**Extract to read:**

──────────────────────────────

Deconstructing the "Humanitarian" Economic Argument
We are told that the international pressure and the threat of sanctions make the war economically unviable. This is a classic "middle-management" mindset. It prioritizes avoiding friction over achieving the objective.
The heavy hitters in global finance—the ones who actually move the needle—don't care about the optics of a conflict. They care about stability. A decisive, albeit brutal, conclusion to a conflict creates a predictable environment. An endless cycle of "mowing the grass" every two years is the definition of instability. It’s bad business.
The former ministers calling for an end to the fighting are essentially suggesting that Israel should pivot to a "maintenance mode." But you cannot maintain a house while the foundation is being actively hammered. You have to stop the hammering first.

──────────────────────────────

**Source material:**
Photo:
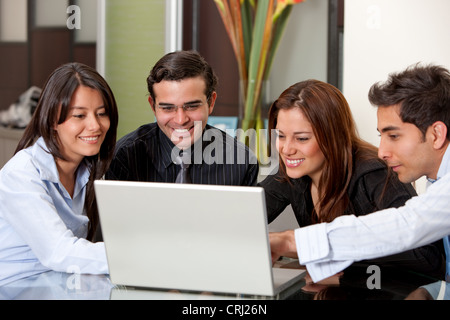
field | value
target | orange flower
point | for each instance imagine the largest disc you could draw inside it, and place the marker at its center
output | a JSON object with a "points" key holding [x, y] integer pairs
{"points": [[281, 5]]}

──────────────────────────────

**Work instruction 1:**
Answer these about the economic argument passage:
(a) What kind of mindset does the passage say the claim about sanctions reflects?
(b) What do the heavy hitters in global finance care about?
(c) What mode does the passage say the former ministers suggest Israel pivot to?
**Work instruction 2:** Print the part of the economic argument passage that begins at the words "The former ministers" and ends after the words "the hammering first.".

**Your response 1:**
(a) A "middle-management" mindset.
(b) Stability.
(c) A "maintenance mode."

**Your response 2:**
The former ministers calling for an end to the fighting are essentially suggesting that Israel should pivot to a "maintenance mode." But you cannot maintain a house while the foundation is being actively hammered. You have to stop the hammering first.